• **EXERCISE INSTRUCTIONS**: For each line below that contains the string "green", copy that line.

Point-per-instance localization data:
+--

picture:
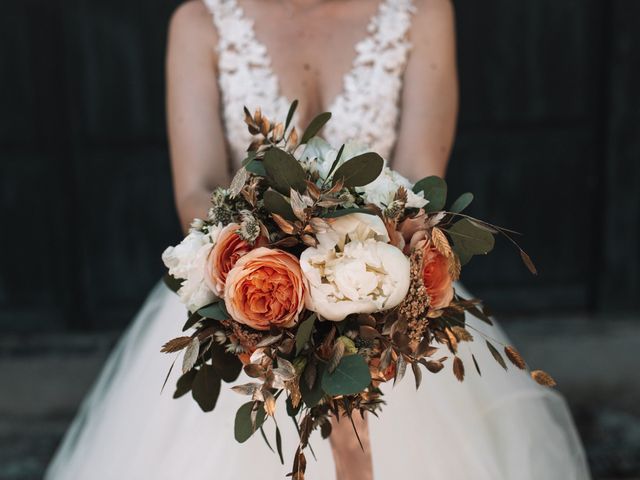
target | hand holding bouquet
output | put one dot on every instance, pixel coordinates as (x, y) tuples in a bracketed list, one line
[(322, 273)]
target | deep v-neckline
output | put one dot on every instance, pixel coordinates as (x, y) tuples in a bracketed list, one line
[(357, 47)]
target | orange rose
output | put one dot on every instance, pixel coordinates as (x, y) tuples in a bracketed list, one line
[(436, 277), (265, 289), (223, 256)]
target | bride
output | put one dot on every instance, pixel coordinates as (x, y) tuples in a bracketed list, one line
[(399, 96)]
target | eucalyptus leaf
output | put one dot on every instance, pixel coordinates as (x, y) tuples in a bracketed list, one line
[(469, 240), (435, 190), (283, 171), (315, 126), (206, 388), (304, 332), (257, 168), (292, 110), (183, 386), (462, 202), (215, 311), (359, 171), (350, 377), (244, 427), (275, 202), (312, 395)]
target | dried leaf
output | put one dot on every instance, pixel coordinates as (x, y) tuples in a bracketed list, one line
[(475, 363), (176, 345), (458, 368), (514, 357), (336, 356), (191, 355), (496, 354), (285, 226), (401, 368), (417, 374), (543, 378), (441, 243), (462, 334)]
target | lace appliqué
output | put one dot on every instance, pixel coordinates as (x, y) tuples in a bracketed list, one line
[(367, 109)]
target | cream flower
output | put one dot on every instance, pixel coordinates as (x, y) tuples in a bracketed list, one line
[(354, 269), (186, 261)]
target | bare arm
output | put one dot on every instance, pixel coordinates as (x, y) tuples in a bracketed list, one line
[(430, 95), (198, 157)]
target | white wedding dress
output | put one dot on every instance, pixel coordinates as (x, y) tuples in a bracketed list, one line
[(501, 426)]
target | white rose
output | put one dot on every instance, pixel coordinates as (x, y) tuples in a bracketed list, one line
[(354, 269), (382, 190), (187, 261)]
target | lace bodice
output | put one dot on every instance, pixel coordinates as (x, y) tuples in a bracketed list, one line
[(366, 110)]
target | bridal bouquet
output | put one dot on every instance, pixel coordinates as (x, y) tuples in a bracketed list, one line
[(322, 273)]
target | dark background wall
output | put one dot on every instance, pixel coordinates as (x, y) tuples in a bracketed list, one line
[(549, 142)]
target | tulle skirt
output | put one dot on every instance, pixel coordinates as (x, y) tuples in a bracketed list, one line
[(500, 426)]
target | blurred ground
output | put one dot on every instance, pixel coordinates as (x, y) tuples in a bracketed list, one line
[(43, 379)]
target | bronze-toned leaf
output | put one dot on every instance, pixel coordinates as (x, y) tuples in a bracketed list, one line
[(462, 334), (458, 368), (417, 374), (401, 368), (475, 363), (191, 355), (496, 355), (175, 345), (336, 356), (543, 378), (514, 357)]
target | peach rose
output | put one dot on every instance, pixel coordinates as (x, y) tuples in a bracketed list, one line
[(436, 277), (223, 256), (265, 289)]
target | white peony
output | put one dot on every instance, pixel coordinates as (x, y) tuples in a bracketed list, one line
[(354, 269), (382, 190), (187, 261)]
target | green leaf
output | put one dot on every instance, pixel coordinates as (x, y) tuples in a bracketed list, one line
[(244, 427), (469, 240), (292, 110), (304, 332), (191, 321), (346, 211), (462, 202), (172, 282), (257, 168), (206, 388), (360, 170), (226, 365), (283, 171), (275, 202), (247, 160), (215, 311), (312, 396), (184, 384), (315, 126), (350, 377), (435, 190)]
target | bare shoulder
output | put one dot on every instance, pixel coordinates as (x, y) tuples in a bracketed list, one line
[(433, 16), (192, 19)]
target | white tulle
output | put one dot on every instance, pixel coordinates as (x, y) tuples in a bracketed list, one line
[(501, 426)]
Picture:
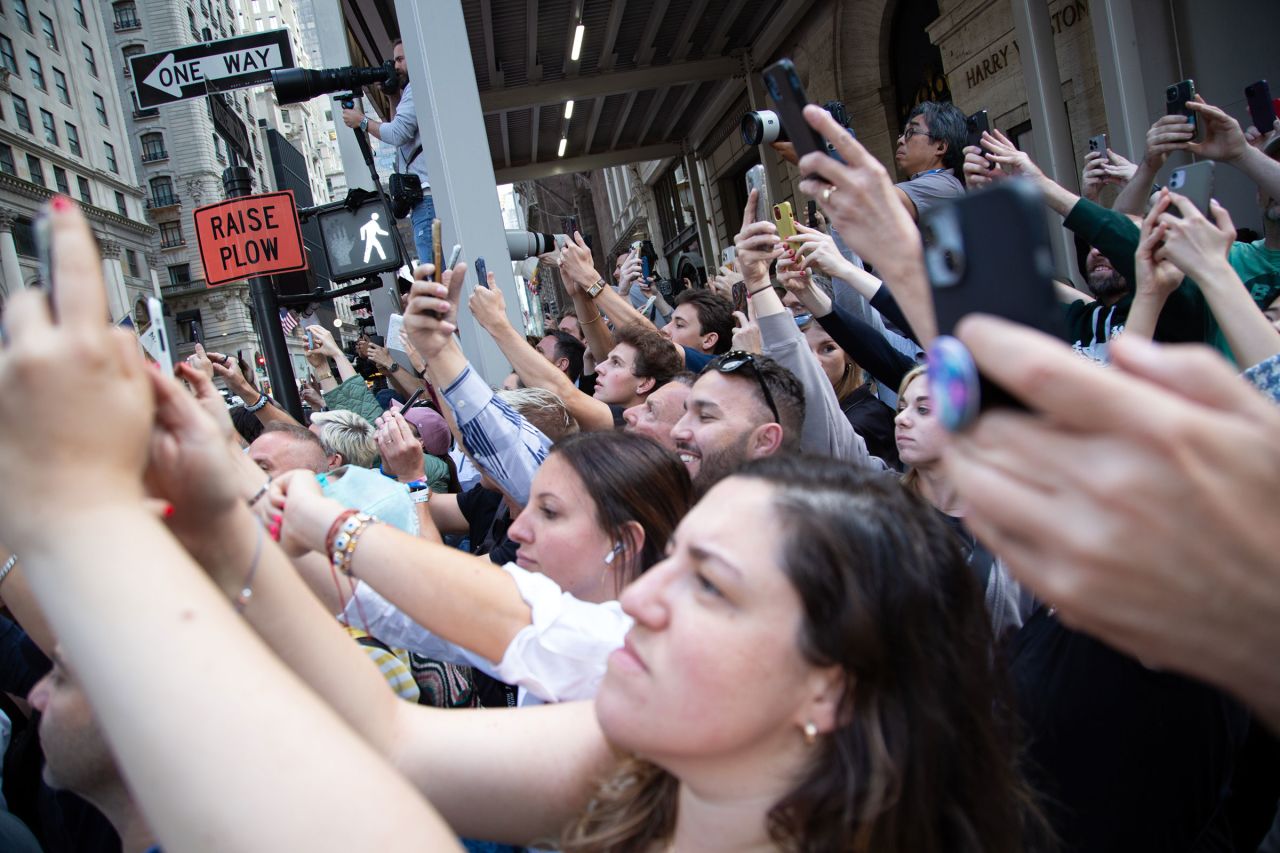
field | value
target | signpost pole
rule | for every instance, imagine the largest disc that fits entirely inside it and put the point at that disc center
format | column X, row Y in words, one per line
column 237, row 181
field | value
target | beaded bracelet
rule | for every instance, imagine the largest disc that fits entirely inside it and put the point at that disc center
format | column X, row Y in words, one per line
column 348, row 537
column 333, row 528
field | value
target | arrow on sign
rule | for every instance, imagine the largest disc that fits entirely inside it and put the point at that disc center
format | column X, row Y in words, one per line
column 170, row 76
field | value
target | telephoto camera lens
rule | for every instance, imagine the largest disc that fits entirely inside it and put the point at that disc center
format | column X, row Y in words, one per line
column 762, row 128
column 297, row 85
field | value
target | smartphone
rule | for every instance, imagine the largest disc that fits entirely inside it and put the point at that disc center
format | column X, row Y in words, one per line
column 154, row 341
column 1261, row 106
column 785, row 220
column 1176, row 97
column 1196, row 182
column 977, row 124
column 394, row 323
column 438, row 249
column 740, row 297
column 974, row 249
column 784, row 86
column 412, row 400
column 755, row 181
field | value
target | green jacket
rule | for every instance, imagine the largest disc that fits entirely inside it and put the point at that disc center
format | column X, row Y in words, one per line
column 353, row 395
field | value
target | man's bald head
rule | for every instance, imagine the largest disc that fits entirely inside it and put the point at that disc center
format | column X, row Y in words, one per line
column 284, row 447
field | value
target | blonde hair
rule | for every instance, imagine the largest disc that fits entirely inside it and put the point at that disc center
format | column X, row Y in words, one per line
column 912, row 479
column 347, row 433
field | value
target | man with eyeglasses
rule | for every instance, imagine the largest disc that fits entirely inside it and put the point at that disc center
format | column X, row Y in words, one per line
column 931, row 153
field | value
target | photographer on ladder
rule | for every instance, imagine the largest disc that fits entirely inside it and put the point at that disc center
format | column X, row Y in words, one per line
column 410, row 186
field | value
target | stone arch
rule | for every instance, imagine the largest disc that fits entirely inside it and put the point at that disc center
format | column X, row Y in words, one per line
column 863, row 73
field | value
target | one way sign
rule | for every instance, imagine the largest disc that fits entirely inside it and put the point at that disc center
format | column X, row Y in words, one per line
column 211, row 67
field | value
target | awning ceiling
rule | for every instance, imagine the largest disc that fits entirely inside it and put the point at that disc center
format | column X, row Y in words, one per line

+--

• **PROBLEM SOLUTION**:
target | green leaf
target | green jacket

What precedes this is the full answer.